§ GIVEN PROBLEM A:
According to the commit message, which test exposed the indirect lock table race condition?

[Openmp-commits] [openmp] 1e45cd7 - [OpenMP][host runtime] Fix indirect lock table race condition

via Openmp-commits openmp-commits at lists.llvm.org
Mon Sep 20 11:02:08 PDT 2021


Author: Peyton, Jonathan L
Date: 2021-09-20T13:01:58-05:00
New Revision: 1e45cd75dfb1df61892c1a26654c8997d8aeef66

URL: https://github.com/llvm/llvm-project/commit/1e45cd75dfb1df61892c1a26654c8997d8aeef66
DIFF: https://github.com/llvm/llvm-project/commit/1e45cd75dfb1df61892c1a26654c8997d8aeef66.diff

LOG: [OpenMP][host runtime] Fix indirect lock table race condition

The indirect lock table can exhibit a race condition during initializing
and setting/unsetting locks. This occurs if the lock table is
resized by one thread (during an omp_init_lock) and accessed (during an
omp_set|unset_lock) by another thread.

The test runtime/test/lock/omp_init_lock.c test exposed this issue and
will fail if run enough times.

§ GIVEN PROBLEM B:
Rewrite the entries from the line holding "locate jacket lapel" through the end of the entries, inclusive, swapping "operator" for "analyst" and leaving everything else unchanged.

§ LISTING:
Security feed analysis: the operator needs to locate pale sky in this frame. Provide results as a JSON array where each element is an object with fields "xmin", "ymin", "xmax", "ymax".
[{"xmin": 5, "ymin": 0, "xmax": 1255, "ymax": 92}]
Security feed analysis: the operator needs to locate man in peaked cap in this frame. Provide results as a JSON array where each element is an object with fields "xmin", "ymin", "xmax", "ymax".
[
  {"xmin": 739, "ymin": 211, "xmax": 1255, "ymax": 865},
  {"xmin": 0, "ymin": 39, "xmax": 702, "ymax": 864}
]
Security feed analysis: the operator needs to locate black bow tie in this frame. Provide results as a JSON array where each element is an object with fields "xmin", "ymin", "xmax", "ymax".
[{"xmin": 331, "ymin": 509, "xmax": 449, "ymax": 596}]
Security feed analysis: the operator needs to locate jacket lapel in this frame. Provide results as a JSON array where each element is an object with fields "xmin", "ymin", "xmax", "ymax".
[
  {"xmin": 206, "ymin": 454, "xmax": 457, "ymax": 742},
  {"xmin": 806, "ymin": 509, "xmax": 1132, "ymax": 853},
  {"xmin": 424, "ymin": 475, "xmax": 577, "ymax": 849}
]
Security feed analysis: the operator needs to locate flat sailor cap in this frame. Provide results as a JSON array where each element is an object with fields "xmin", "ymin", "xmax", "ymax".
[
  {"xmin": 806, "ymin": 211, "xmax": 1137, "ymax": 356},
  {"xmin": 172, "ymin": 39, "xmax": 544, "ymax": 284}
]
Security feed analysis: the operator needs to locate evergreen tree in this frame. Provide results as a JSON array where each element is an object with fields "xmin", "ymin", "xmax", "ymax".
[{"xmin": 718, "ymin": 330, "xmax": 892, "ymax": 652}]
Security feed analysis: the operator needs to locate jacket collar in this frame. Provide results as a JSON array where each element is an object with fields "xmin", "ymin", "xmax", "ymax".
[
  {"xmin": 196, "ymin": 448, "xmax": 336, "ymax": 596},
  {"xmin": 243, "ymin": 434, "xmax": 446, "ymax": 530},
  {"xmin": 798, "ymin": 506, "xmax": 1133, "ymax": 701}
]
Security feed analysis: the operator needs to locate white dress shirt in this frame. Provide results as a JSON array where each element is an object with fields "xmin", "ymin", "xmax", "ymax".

§ COMPLETE RESPONSE A:
runtime/test/lock/omp_init_lock.c

§ COMPLETE RESPONSE B:
Security feed analysis: the analyst needs to locate jacket lapel in this frame. Provide results as a JSON array where each element is an object with fields "xmin", "ymin", "xmax", "ymax".
[
  {"xmin": 206, "ymin": 454, "xmax": 457, "ymax": 742},
  {"xmin": 806, "ymin": 509, "xmax": 1132, "ymax": 853},
  {"xmin": 424, "ymin": 475, "xmax": 577, "ymax": 849}
]
Security feed analysis: the analyst needs to locate flat sailor cap in this frame. Provide results as a JSON array where each element is an object with fields "xmin", "ymin", "xmax", "ymax".
[
  {"xmin": 806, "ymin": 211, "xmax": 1137, "ymax": 356},
  {"xmin": 172, "ymin": 39, "xmax": 544, "ymax": 284}
]
Security feed analysis: the analyst needs to locate evergreen tree in this frame. Provide results as a JSON array where each element is an object with fields "xmin", "ymin", "xmax", "ymax".
[{"xmin": 718, "ymin": 330, "xmax": 892, "ymax": 652}]
Security feed analysis: the analyst needs to locate jacket collar in this frame. Provide results as a JSON array where each element is an object with fields "xmin", "ymin", "xmax", "ymax".
[
  {"xmin": 196, "ymin": 448, "xmax": 336, "ymax": 596},
  {"xmin": 243, "ymin": 434, "xmax": 446, "ymax": 530},
  {"xmin": 798, "ymin": 506, "xmax": 1133, "ymax": 701}
]
Security feed analysis: the analyst needs to locate white dress shirt in this frame. Provide results as a JSON array where each element is an object with fields "xmin", "ymin", "xmax", "ymax".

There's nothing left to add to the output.